What you are asked to do: Show every line in the rows below that contains the string "fill".

Data extracted from a collection
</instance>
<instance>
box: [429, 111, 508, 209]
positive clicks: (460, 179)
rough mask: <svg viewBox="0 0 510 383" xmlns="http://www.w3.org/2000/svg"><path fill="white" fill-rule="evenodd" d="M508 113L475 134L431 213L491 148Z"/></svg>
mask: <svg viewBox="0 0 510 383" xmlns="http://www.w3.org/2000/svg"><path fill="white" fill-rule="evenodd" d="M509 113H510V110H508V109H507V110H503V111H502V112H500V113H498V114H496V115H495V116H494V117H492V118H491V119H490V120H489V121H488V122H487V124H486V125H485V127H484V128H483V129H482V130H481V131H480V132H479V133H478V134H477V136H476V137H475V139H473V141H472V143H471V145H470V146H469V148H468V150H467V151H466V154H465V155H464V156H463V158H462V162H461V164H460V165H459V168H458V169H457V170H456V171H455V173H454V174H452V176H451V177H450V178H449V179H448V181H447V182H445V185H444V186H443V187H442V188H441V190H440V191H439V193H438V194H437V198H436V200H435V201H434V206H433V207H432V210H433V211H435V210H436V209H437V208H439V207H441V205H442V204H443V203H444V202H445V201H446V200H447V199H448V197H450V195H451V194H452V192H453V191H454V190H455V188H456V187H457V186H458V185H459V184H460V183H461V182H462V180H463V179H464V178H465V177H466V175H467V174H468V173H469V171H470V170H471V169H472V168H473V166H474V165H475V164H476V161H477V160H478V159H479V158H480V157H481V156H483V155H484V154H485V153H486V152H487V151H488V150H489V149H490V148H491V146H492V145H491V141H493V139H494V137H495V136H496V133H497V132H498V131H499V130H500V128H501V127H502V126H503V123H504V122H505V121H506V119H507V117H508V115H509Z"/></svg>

Answer space:
rough mask: <svg viewBox="0 0 510 383" xmlns="http://www.w3.org/2000/svg"><path fill="white" fill-rule="evenodd" d="M508 113L475 134L431 213L491 148Z"/></svg>
mask: <svg viewBox="0 0 510 383" xmlns="http://www.w3.org/2000/svg"><path fill="white" fill-rule="evenodd" d="M509 113H510V110H508V109H507V110H503V111H502V112H500V113H498V114H496V115H495V116H494V117H492V118H491V119H490V120H489V121H488V122H487V124H486V125H485V127H484V128H483V129H482V130H481V131H480V132H479V133H478V134H477V136H476V137H475V139H473V141H472V143H471V145H470V146H469V148H468V150H467V151H466V154H465V155H464V156H463V158H462V162H461V164H460V165H459V168H458V169H457V170H456V171H455V173H454V174H452V176H451V177H450V178H449V179H448V181H447V182H445V185H444V186H443V187H442V188H441V190H440V191H439V193H438V194H437V198H436V200H435V201H434V206H433V207H432V210H433V211H435V210H436V209H437V208H439V207H441V205H442V204H443V203H444V202H445V201H446V200H447V199H448V197H450V195H451V194H452V192H453V191H454V190H455V188H456V187H457V186H458V185H459V184H460V183H461V182H462V180H463V179H464V178H465V177H466V175H467V174H468V173H469V171H470V170H471V169H472V168H473V166H474V165H475V164H476V161H477V160H478V159H479V158H480V157H481V156H483V155H484V154H485V153H486V152H487V151H488V150H489V149H490V148H491V146H492V145H491V141H493V139H494V137H495V136H496V133H497V132H498V131H499V130H500V128H501V127H502V126H503V123H504V122H505V121H506V119H507V117H508V115H509Z"/></svg>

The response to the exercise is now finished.